┌──
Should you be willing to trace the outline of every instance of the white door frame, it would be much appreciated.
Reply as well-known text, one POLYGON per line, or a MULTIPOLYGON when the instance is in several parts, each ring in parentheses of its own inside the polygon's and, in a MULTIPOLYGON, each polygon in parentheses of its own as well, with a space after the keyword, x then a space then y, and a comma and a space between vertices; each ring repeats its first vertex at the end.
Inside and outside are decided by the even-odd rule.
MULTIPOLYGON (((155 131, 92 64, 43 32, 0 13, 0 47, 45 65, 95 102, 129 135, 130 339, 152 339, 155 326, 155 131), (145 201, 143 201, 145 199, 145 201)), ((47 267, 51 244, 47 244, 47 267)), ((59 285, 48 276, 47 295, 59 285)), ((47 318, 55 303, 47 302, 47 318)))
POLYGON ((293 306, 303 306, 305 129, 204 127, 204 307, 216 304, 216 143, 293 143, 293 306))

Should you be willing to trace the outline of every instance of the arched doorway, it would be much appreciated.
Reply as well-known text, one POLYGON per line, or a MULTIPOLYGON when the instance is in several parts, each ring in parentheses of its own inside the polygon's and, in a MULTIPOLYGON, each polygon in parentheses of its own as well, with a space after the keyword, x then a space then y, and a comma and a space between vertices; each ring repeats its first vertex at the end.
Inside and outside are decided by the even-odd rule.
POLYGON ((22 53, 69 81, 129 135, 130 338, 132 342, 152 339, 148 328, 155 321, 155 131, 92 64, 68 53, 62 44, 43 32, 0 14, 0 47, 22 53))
└──
Return all of the material above word for word, with nothing changed.

__Exercise response__:
Should you be willing to trace the outline of every instance of the white door frame, it would be much appreciated.
Reply as well-known text, one POLYGON per line, or a MULTIPOLYGON when the instance is in several parts, each ring in parentheses of its own inside the polygon's and, in a MULTIPOLYGON, each polygon in parentheses of its own as well, with a space after the keyword, x then a space then y, and a comma and a space between vertices; each ring repeats its first vertex at the end.
Inside and outside are decided by the even-odd rule.
MULTIPOLYGON (((155 131, 92 64, 43 32, 0 13, 0 47, 45 65, 95 102, 129 135, 130 339, 152 339, 155 326, 155 131), (145 201, 143 201, 145 199, 145 201)), ((47 267, 51 244, 47 244, 47 267)), ((59 285, 48 276, 47 295, 59 285)), ((47 318, 55 303, 47 302, 47 318)))
POLYGON ((293 306, 303 306, 305 129, 204 127, 204 307, 216 304, 216 143, 293 143, 293 306))

Should you be willing to trace the outline of every instance of the arched doorway, it would be much appreciated.
Reply as well-known text, one POLYGON per line, or a MULTIPOLYGON when the instance is in several parts, each ring in parentheses of its own inside the polygon's and, in a MULTIPOLYGON, each polygon in parentheses of its own as well, with a space after the keyword, x then a space then y, and a comma and a space between vertices; each ring repeats its first vertex at the end.
Inside and outside are decided by the even-odd rule.
POLYGON ((22 53, 69 81, 129 135, 130 338, 132 342, 152 339, 148 328, 155 321, 155 131, 92 64, 68 53, 62 44, 43 32, 0 14, 0 47, 22 53))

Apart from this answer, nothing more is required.